### [Task description]
Extract every line of the data below that contains the string "green", treating uppercase and lowercase letters as different.

### [Records to use]
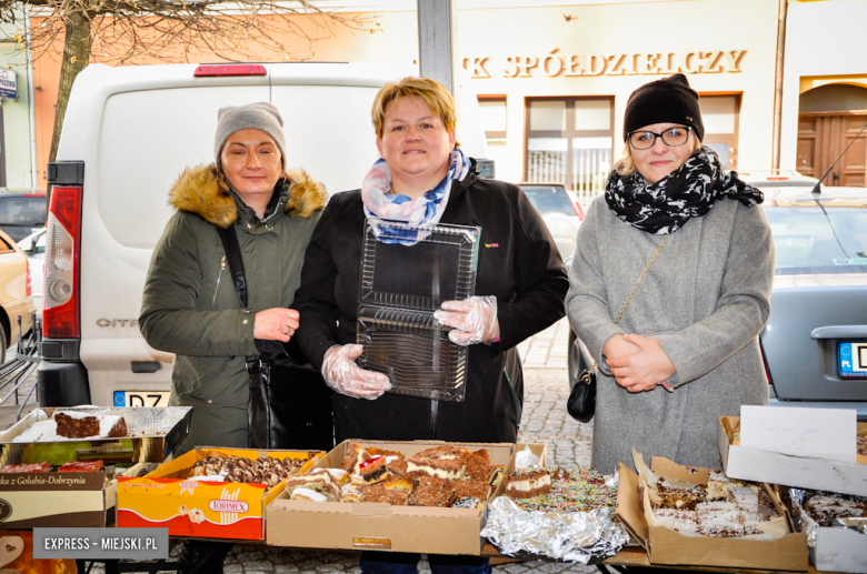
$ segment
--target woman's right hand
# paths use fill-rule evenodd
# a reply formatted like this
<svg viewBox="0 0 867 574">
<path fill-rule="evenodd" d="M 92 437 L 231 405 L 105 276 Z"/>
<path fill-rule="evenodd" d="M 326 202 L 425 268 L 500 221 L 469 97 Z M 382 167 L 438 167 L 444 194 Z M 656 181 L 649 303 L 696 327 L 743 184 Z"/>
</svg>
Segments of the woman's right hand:
<svg viewBox="0 0 867 574">
<path fill-rule="evenodd" d="M 355 344 L 332 346 L 322 361 L 322 377 L 340 394 L 372 401 L 391 389 L 391 382 L 385 374 L 366 371 L 356 364 L 362 351 L 361 345 Z"/>
<path fill-rule="evenodd" d="M 276 306 L 256 313 L 253 338 L 288 343 L 298 329 L 301 315 L 295 309 Z"/>
</svg>

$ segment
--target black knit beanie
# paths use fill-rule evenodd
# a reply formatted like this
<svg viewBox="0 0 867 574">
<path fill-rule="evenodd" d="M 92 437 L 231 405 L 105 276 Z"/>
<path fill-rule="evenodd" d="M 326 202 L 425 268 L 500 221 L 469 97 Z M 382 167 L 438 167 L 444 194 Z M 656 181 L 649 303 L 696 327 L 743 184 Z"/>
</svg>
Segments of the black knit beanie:
<svg viewBox="0 0 867 574">
<path fill-rule="evenodd" d="M 682 73 L 646 83 L 629 95 L 624 118 L 624 141 L 630 132 L 654 123 L 679 123 L 691 127 L 705 139 L 705 124 L 698 107 L 698 93 Z"/>
</svg>

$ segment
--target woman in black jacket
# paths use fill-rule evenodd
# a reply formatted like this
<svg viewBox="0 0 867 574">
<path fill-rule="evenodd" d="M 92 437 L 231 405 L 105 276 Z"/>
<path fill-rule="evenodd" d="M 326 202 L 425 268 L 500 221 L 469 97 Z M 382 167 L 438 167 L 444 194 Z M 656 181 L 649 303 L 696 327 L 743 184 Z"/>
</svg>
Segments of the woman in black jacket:
<svg viewBox="0 0 867 574">
<path fill-rule="evenodd" d="M 307 248 L 295 300 L 305 318 L 295 338 L 339 393 L 332 401 L 336 439 L 515 442 L 524 402 L 516 345 L 564 315 L 569 284 L 559 252 L 519 188 L 479 179 L 475 160 L 456 144 L 455 103 L 441 84 L 426 78 L 386 84 L 372 117 L 382 159 L 361 190 L 331 198 Z M 450 339 L 469 345 L 462 402 L 383 394 L 386 375 L 355 364 L 366 218 L 481 228 L 481 296 L 446 302 L 438 312 L 456 329 Z M 410 571 L 418 561 L 388 556 L 392 566 L 405 563 Z M 362 571 L 391 571 L 367 558 Z M 490 567 L 467 561 L 459 558 L 470 571 Z M 431 560 L 431 567 L 437 563 Z"/>
</svg>

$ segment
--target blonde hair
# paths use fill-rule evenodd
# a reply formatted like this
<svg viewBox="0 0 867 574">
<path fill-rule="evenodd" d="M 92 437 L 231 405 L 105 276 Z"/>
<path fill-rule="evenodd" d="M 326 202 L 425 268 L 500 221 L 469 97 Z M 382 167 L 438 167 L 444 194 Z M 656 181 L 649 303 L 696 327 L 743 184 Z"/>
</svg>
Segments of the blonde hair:
<svg viewBox="0 0 867 574">
<path fill-rule="evenodd" d="M 624 157 L 620 159 L 620 161 L 615 163 L 614 172 L 620 175 L 621 178 L 626 175 L 632 175 L 636 171 L 631 148 L 632 147 L 629 145 L 629 142 L 626 142 L 626 147 L 624 148 Z M 701 149 L 701 140 L 699 140 L 698 138 L 692 138 L 692 153 L 697 152 L 700 149 Z"/>
<path fill-rule="evenodd" d="M 373 109 L 370 115 L 373 119 L 373 129 L 377 138 L 382 138 L 382 129 L 386 123 L 386 107 L 391 102 L 399 102 L 401 98 L 421 98 L 437 118 L 446 124 L 446 131 L 455 129 L 455 99 L 445 85 L 430 78 L 416 78 L 413 75 L 402 78 L 396 82 L 388 82 L 377 92 L 373 100 Z"/>
</svg>

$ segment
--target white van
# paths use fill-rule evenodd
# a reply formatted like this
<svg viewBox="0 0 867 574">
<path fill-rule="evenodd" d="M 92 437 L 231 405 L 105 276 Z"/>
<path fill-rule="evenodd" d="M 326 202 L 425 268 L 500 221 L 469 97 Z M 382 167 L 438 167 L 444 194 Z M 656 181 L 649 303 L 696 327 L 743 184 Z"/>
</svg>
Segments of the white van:
<svg viewBox="0 0 867 574">
<path fill-rule="evenodd" d="M 139 332 L 151 253 L 181 171 L 213 161 L 217 110 L 267 101 L 285 121 L 288 167 L 330 192 L 358 189 L 378 158 L 370 109 L 415 68 L 356 63 L 89 66 L 69 99 L 46 248 L 40 404 L 168 404 L 173 355 Z M 466 84 L 467 82 L 465 82 Z M 458 139 L 486 144 L 476 95 L 459 101 Z M 491 170 L 492 171 L 492 170 Z"/>
</svg>

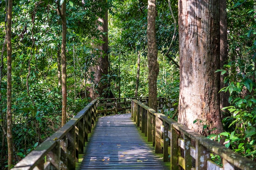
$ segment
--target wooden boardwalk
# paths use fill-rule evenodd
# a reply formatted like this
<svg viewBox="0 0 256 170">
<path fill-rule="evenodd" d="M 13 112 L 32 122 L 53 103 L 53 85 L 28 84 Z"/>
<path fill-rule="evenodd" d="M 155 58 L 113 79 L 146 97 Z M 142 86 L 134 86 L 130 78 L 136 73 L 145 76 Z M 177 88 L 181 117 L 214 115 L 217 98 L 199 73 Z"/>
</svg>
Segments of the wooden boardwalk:
<svg viewBox="0 0 256 170">
<path fill-rule="evenodd" d="M 99 118 L 81 170 L 165 170 L 131 119 L 130 114 Z"/>
</svg>

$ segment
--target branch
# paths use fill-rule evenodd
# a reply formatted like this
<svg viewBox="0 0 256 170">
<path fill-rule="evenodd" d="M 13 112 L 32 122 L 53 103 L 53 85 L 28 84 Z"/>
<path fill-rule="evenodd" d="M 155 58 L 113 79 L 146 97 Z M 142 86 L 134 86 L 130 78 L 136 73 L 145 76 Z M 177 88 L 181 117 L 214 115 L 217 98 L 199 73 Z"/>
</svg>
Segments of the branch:
<svg viewBox="0 0 256 170">
<path fill-rule="evenodd" d="M 165 54 L 165 55 L 167 57 L 168 57 L 169 59 L 170 59 L 171 61 L 173 62 L 174 63 L 174 64 L 176 65 L 176 66 L 179 68 L 179 69 L 180 69 L 180 65 L 179 65 L 178 63 L 175 61 L 175 60 L 173 60 L 173 58 L 172 58 L 170 55 L 169 55 L 168 54 L 167 54 L 167 53 Z"/>
<path fill-rule="evenodd" d="M 61 16 L 61 18 L 62 20 L 63 18 L 63 16 L 62 15 L 62 13 L 61 13 L 61 8 L 60 7 L 60 4 L 58 3 L 58 0 L 56 1 L 56 3 L 57 4 L 57 7 L 58 8 L 57 12 L 58 12 L 58 13 L 60 14 L 60 16 Z"/>
</svg>

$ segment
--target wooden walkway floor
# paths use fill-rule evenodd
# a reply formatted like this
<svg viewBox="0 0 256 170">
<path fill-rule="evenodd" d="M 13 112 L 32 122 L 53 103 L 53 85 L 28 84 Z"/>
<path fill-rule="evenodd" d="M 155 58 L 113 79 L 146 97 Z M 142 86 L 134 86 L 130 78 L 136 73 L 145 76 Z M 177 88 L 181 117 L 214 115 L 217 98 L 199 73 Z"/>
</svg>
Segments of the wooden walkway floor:
<svg viewBox="0 0 256 170">
<path fill-rule="evenodd" d="M 142 138 L 130 114 L 99 118 L 81 170 L 165 170 Z"/>
</svg>

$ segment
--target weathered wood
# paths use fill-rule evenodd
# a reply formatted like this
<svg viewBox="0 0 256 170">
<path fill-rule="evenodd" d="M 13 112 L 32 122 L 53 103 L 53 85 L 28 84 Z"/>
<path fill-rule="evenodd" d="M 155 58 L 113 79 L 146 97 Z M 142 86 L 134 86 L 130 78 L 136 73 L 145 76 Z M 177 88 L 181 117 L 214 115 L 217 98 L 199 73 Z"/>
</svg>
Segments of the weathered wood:
<svg viewBox="0 0 256 170">
<path fill-rule="evenodd" d="M 162 125 L 163 121 L 158 117 L 155 117 L 155 149 L 156 153 L 163 152 L 162 146 L 161 146 L 161 139 L 162 137 L 162 132 L 161 131 L 161 126 Z"/>
<path fill-rule="evenodd" d="M 192 157 L 190 155 L 191 147 L 191 139 L 186 135 L 183 134 L 184 144 L 184 157 L 185 161 L 185 168 L 184 169 L 190 170 L 192 167 Z"/>
<path fill-rule="evenodd" d="M 141 107 L 141 133 L 145 133 L 145 109 Z"/>
<path fill-rule="evenodd" d="M 165 170 L 132 123 L 131 114 L 101 117 L 81 170 Z"/>
<path fill-rule="evenodd" d="M 152 120 L 152 115 L 148 113 L 148 111 L 147 112 L 147 126 L 148 127 L 147 130 L 147 137 L 148 137 L 148 141 L 154 141 L 153 140 L 153 123 Z M 154 146 L 154 145 L 153 145 Z"/>
<path fill-rule="evenodd" d="M 78 124 L 80 121 L 89 121 L 86 115 L 88 115 L 90 108 L 96 102 L 97 100 L 94 100 L 88 104 L 63 127 L 40 144 L 36 150 L 15 165 L 12 170 L 43 170 L 45 166 L 45 168 L 51 170 L 74 169 L 75 161 L 78 158 L 76 155 L 78 155 L 78 153 L 76 152 L 76 148 L 79 148 L 77 145 L 79 143 L 76 142 L 75 127 L 80 128 L 81 126 L 79 128 Z M 82 132 L 79 132 L 78 129 L 78 136 L 81 141 L 83 140 L 84 137 L 85 140 L 87 137 L 85 136 L 88 136 L 85 132 L 86 126 L 84 127 L 81 128 Z M 80 135 L 82 137 L 79 137 Z M 45 166 L 44 165 L 45 156 Z"/>
<path fill-rule="evenodd" d="M 180 132 L 173 128 L 171 124 L 171 130 L 168 131 L 169 138 L 171 139 L 171 155 L 170 163 L 172 170 L 180 170 L 178 157 L 180 156 L 180 148 L 178 146 L 178 139 Z"/>
<path fill-rule="evenodd" d="M 163 132 L 163 138 L 164 138 L 164 147 L 163 147 L 163 153 L 164 153 L 164 161 L 168 162 L 169 161 L 169 154 L 168 154 L 168 148 L 169 147 L 169 142 L 170 142 L 170 139 L 168 137 L 168 130 L 169 130 L 170 125 L 166 123 L 166 122 L 164 122 L 164 132 Z"/>
</svg>

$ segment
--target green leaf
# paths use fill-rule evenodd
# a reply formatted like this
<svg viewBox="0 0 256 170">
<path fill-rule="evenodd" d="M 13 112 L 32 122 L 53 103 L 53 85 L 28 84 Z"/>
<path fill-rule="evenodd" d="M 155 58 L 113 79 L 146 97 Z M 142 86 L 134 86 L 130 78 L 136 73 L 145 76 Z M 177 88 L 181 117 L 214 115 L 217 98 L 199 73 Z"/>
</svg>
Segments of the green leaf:
<svg viewBox="0 0 256 170">
<path fill-rule="evenodd" d="M 229 108 L 228 109 L 228 110 L 229 110 L 229 111 L 230 112 L 233 112 L 234 111 L 236 111 L 236 109 L 234 108 Z"/>
<path fill-rule="evenodd" d="M 71 7 L 74 7 L 74 3 L 73 2 L 73 1 L 70 0 L 70 6 L 71 6 Z"/>
<path fill-rule="evenodd" d="M 245 132 L 245 137 L 251 137 L 252 136 L 256 134 L 255 128 L 248 128 Z"/>
<path fill-rule="evenodd" d="M 256 150 L 254 150 L 254 151 L 253 151 L 252 152 L 249 152 L 248 154 L 246 154 L 246 155 L 245 155 L 245 157 L 248 157 L 248 156 L 250 156 L 252 155 L 254 155 L 256 154 Z"/>
<path fill-rule="evenodd" d="M 225 137 L 228 137 L 229 136 L 229 132 L 222 132 L 220 133 L 220 135 L 225 136 Z"/>
<path fill-rule="evenodd" d="M 232 86 L 229 86 L 229 94 L 231 94 L 232 92 L 233 92 L 234 90 L 234 88 Z"/>
</svg>

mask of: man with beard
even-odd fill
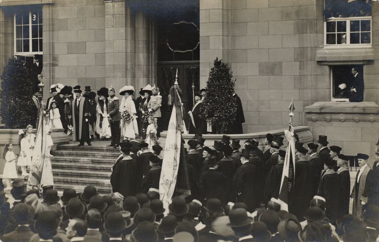
[[[309,202],[313,198],[313,184],[308,150],[303,147],[297,150],[299,160],[295,164],[295,183],[291,193],[292,200],[290,211],[300,218],[305,215]]]
[[[251,159],[258,159],[254,155]],[[250,154],[249,151],[242,150],[241,154],[241,165],[235,172],[233,178],[233,190],[236,197],[238,202],[245,203],[248,206],[248,211],[254,212],[256,208],[256,194],[255,177],[256,174],[255,166],[249,162]]]
[[[349,157],[345,155],[338,155],[337,174],[341,180],[342,190],[341,211],[343,215],[349,214],[349,205],[350,202],[350,173],[349,171],[348,164]]]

### [Written response]
--target green leaf
Segments of the green leaf:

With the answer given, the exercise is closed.